**What needs to be done:** A full and exact copy of the listing that follows is needed.

**Supplied entries:**
--
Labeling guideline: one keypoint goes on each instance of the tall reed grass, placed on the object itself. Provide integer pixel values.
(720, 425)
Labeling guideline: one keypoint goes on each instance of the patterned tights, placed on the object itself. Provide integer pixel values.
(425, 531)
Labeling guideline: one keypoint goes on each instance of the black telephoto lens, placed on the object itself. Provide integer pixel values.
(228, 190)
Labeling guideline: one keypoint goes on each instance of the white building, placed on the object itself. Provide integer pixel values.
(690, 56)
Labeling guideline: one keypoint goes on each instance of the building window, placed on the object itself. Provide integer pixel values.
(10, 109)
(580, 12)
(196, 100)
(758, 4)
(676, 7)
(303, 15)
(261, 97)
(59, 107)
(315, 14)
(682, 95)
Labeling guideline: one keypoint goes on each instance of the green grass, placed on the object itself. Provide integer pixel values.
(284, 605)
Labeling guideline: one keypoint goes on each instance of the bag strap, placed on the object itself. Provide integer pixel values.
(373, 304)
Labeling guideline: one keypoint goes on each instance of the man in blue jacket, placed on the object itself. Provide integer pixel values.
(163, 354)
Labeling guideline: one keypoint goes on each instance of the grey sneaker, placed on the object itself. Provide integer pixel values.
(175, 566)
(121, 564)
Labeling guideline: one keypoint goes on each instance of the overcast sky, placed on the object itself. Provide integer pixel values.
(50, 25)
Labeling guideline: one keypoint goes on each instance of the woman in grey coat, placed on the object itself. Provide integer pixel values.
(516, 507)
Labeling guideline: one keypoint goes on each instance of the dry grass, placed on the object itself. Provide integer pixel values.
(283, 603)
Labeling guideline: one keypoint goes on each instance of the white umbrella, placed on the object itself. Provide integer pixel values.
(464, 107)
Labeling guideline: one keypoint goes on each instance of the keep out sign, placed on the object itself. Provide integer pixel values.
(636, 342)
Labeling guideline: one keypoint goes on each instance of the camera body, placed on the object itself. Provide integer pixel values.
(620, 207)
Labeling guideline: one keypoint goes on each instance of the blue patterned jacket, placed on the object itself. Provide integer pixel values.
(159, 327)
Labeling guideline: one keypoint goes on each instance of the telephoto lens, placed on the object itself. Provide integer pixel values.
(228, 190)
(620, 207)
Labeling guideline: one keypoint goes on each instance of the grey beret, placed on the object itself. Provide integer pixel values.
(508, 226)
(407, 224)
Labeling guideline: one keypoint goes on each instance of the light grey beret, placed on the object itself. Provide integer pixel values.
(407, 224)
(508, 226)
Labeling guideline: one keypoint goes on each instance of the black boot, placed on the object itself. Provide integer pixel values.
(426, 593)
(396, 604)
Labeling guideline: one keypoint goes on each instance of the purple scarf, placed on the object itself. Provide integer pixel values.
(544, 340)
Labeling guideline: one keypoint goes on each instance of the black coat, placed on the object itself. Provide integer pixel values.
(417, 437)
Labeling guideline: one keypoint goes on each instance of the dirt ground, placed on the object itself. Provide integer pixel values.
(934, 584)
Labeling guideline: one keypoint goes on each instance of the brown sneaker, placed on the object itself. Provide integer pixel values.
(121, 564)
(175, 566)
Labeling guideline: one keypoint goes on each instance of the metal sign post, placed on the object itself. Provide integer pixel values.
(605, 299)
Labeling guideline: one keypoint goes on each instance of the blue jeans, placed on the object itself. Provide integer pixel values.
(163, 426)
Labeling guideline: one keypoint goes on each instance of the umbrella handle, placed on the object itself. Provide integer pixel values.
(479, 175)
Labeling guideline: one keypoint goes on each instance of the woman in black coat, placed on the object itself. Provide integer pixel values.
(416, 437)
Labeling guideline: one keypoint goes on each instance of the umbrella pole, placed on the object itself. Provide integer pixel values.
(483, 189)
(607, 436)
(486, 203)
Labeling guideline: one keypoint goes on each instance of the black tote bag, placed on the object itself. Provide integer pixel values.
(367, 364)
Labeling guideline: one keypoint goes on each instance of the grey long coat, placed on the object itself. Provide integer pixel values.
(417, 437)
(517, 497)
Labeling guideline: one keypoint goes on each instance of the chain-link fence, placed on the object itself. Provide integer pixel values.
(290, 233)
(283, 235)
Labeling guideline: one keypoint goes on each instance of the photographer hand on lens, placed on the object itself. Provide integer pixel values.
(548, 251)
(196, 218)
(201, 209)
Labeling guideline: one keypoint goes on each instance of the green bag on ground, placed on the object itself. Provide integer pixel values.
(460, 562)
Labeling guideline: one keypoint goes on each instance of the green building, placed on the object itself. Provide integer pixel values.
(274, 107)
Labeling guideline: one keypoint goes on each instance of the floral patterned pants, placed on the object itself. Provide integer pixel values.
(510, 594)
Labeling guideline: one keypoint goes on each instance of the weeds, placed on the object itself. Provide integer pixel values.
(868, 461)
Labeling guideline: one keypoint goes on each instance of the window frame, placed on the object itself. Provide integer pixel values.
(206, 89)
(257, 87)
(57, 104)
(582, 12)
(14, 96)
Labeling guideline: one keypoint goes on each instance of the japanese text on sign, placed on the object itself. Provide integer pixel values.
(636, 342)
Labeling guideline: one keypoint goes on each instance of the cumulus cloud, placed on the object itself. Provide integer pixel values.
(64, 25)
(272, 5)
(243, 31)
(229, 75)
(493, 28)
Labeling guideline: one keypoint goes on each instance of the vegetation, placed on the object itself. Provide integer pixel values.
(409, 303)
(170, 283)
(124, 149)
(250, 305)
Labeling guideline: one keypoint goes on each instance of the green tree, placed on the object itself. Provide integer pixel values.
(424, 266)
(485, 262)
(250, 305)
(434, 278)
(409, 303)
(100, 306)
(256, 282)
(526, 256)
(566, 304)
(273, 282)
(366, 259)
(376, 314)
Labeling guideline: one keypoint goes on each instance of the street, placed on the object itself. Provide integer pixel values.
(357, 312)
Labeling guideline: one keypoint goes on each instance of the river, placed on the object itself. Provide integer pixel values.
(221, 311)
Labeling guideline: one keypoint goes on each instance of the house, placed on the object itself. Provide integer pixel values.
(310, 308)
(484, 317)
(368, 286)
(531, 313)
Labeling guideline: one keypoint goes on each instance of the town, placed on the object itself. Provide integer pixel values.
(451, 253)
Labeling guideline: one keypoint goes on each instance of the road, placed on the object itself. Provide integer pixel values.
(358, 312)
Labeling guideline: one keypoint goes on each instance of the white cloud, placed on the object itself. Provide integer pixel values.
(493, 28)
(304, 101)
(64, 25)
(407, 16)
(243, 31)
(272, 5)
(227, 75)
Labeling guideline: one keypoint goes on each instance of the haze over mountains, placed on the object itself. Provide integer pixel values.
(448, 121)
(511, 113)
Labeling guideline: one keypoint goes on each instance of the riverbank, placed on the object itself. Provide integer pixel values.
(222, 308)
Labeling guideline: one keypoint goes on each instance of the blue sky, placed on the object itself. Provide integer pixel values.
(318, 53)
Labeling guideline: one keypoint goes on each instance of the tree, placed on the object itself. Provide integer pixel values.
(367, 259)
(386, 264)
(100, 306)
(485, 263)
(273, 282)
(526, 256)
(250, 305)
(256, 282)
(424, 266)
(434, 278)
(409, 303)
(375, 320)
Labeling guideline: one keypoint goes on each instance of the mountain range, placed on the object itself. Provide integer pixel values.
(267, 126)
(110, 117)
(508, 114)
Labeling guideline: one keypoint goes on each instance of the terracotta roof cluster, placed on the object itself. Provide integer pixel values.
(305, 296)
--
**Solution:**
Labeling guideline: one keypoint goes on each instance of the tall reed grass, placed on the object itself. Provide integer pixel values.
(720, 425)
Labeling guideline: one keypoint goes on each instance of the patterned tights, placed on the object itself. Provide integer pixel values.
(425, 531)
Labeling guideline: one keypoint goes on each instance of the black telephoto lens, placed on the object itself. Provide integer pixel values.
(228, 190)
Labeling guideline: one keypoint goes on each instance of the white building, placed on the object itself. Provide integer pixel values.
(690, 56)
Labeling guideline: one keypoint goes on each instance of the building window, placed on the object itself. Provide integer pixel values.
(10, 109)
(580, 12)
(196, 100)
(758, 4)
(676, 7)
(303, 15)
(261, 97)
(59, 107)
(315, 14)
(682, 95)
Labeling guideline: one keypoint goes on each instance of the green grass, placed on the object itself. Provide integer pixel values.
(284, 605)
Labeling guideline: one keypoint goes on each instance of the bag strap, placed on the object itself. Provide integer pixel values.
(373, 304)
Labeling guideline: one keypoint goes on each instance of the man in blue jacket, placed on the object itself. Provide integer pixel values.
(163, 354)
Labeling guideline: one keypoint goes on each instance of the grey sneaker, placed on the object itself. Provide integer pixel values.
(175, 566)
(121, 564)
Labeling guideline: one keypoint goes on each instance of the overcast sky, placed on the object itself. Provide integer pixel values.
(50, 25)
Labeling guideline: one keypoint goes on each instance of the woman in grey coat, placed on the object itself. Provide integer pixel values.
(516, 507)
Labeling guideline: one keypoint goes on each instance of the dry grass, placed on the object itself. Provide integer pixel values.
(283, 603)
Labeling guideline: one keypoint goes on each instance of the white umbrella, placed on the object itself. Provide integer pixel values.
(464, 107)
Labeling guideline: one keypoint goes on each instance of the keep out sign, placed on the object itself. Provide integer pixel values.
(636, 342)
Labeling guideline: one keypoint goes on each instance of the camera body, placed on the object itself. Provide integer pixel values.
(620, 207)
Labeling guideline: one keypoint goes on each instance of the blue patterned jacket, placed on the object itself. Provide integer pixel values.
(159, 327)
Labeling guideline: one keypoint goes on each instance of the telephoto lens, placed on the object itself. Provide integer pixel values.
(228, 190)
(620, 207)
Labeling guideline: one keypoint goes on each instance of the grey beret, placed on the object itself. Provide integer pixel values.
(508, 226)
(407, 224)
Labeling guideline: one keypoint goes on each instance of the light grey beret, placed on the object itself. Provide integer pixel values.
(407, 224)
(508, 226)
Labeling guideline: one keypoint goes on each instance of the black boot, placed on the object itself. Provide integer pixel values.
(426, 593)
(396, 604)
Labeling guideline: one keypoint goes on each instance of the purple scarf, placed on the object itself. Provide integer pixel values.
(544, 340)
Labeling guideline: one keypoint goes on each instance of the black coat, placed on the object itself. Provide integer pixel values.
(417, 437)
Labeling guideline: one keypoint goes on each instance of the dirt ground, placed on the object itself. Provide integer pixel values.
(934, 584)
Labeling guideline: one keypoint goes on each instance of the brown sneaker, placed on the object itself. Provide integer pixel values.
(121, 564)
(175, 566)
Labeling guideline: one keypoint goes on each instance of the metal sign post, placed on the object itself. Provide integer pixel values.
(605, 299)
Labeling guideline: one keypoint goes on each instance of the blue jeans, placed on the object itself. Provide integer pixel values.
(163, 426)
Labeling guideline: one keypoint goes on each instance of the umbrella handle, placed on the object itself. Provide integer pixel values.
(479, 175)
Labeling guideline: one keypoint goes on each instance of the woman in black coat, placed on the object itself. Provide integer pixel values.
(416, 437)
Labeling guideline: one keypoint goes on each instance of the umbrella pole, placed on the object itself. Provide integer pixel values.
(483, 189)
(607, 436)
(486, 203)
Labeling guideline: one keypoint goes on each instance of the black tote bag, placed on the object itself. Provide integer pixel values.
(367, 364)
Labeling guideline: one keypoint goes on each instance of the grey long coat, placed on the object itself. Provide integer pixel values.
(417, 437)
(517, 497)
Labeling guideline: one keypoint goes on each instance of the chain-link fence, placed on the object itself. Provide integer pixel values.
(290, 233)
(283, 235)
Labeling guideline: one keypoint goes on each instance of the photographer hand on lens, placed on the object itself. Provide integer pixel values.
(548, 251)
(196, 218)
(201, 209)
Labeling guideline: one keypoint goes on each instance of the green bag on ground, placed on the object itself. Provide integer pixel values.
(460, 562)
Labeling guideline: one keypoint goes on each instance of the green building, placed on the object itself. Provide integer pixel values.
(274, 107)
Labeling guideline: one keypoint goes on each instance of the floral patterned pants, placed on the object itself. Provide integer pixel values.
(510, 594)
Labeling guideline: one keypoint goes on each instance of the weeds, placed on the object itself. Provide integer pixel values.
(868, 461)
Labeling guideline: one keypoint goes on each instance of the window frame, placed on the object itself. Provide integer pixel values.
(206, 89)
(257, 87)
(57, 104)
(582, 12)
(14, 96)
Labeling guideline: one keypoint goes on each instance of the japanese text on sign, placed on the object itself. Provide integer pixel values.
(636, 342)
Labeling guideline: one keypoint goes on each instance of the cumulus cloud, placed on the object itself. Provide integer pixel values.
(64, 25)
(272, 5)
(243, 31)
(229, 75)
(493, 28)
Labeling guideline: one keypoint goes on each instance of the vegetation, placed on the object itself. Provide integer pixel values.
(409, 303)
(170, 283)
(124, 149)
(250, 305)
Labeling guideline: one keypoint goes on each instance of the green tree, placed on the object itself. Provide integer pixel values.
(424, 266)
(485, 262)
(250, 305)
(434, 278)
(409, 303)
(100, 306)
(256, 282)
(526, 256)
(566, 304)
(273, 282)
(366, 259)
(376, 314)
Labeling guideline: one keypoint goes on each instance of the street, placed on the object itself. Provide integer pixel values.
(357, 312)
Labeling guideline: one keypoint goes on each instance of the river, placed on the object itself. Provide integer pixel values.
(221, 311)
Labeling guideline: one keypoint goes on each instance of the house, placed on the object itself. Provide integer pixel values.
(310, 308)
(484, 317)
(368, 286)
(531, 313)
Labeling guideline: one keypoint goes on each instance of the town, placed on the object itself. Provide integer pixel values.
(451, 253)
Labeling guideline: one keypoint goes on each instance of the road, placed on the object itself. Provide integer pixel values.
(358, 312)
Labeling guideline: one keypoint goes on each instance of the white cloud, placed on the object itself. Provide integer pixel values.
(493, 28)
(304, 101)
(64, 25)
(407, 16)
(243, 31)
(272, 5)
(227, 75)
Labeling guideline: one keypoint goes on each instance of the haze over mountains, placed on the object itself. Provide integer pixel values.
(448, 121)
(511, 113)
Labeling guideline: one keypoint goes on each instance of the riverbank, placed on the object itself. Provide integer pixel values.
(222, 308)
Labeling guideline: one keypoint goes on each instance of the blue sky, placed on the object itself. Provide integer pixel values.
(318, 53)
Labeling guideline: one keypoint goes on each instance of the tree, placed on the object itself. Provide integer pixel values.
(367, 259)
(386, 264)
(100, 306)
(485, 263)
(273, 282)
(526, 256)
(250, 305)
(256, 282)
(424, 266)
(434, 278)
(409, 303)
(375, 320)
Labeling guideline: one keypoint goes on each instance of the mountain range, placed on the object itself. Provide integer pixel values.
(267, 126)
(110, 117)
(508, 114)
Labeling guideline: one keypoint goes on each instance of the terracotta roof cluster, placed on the object itself. Provide integer pixel values.
(305, 296)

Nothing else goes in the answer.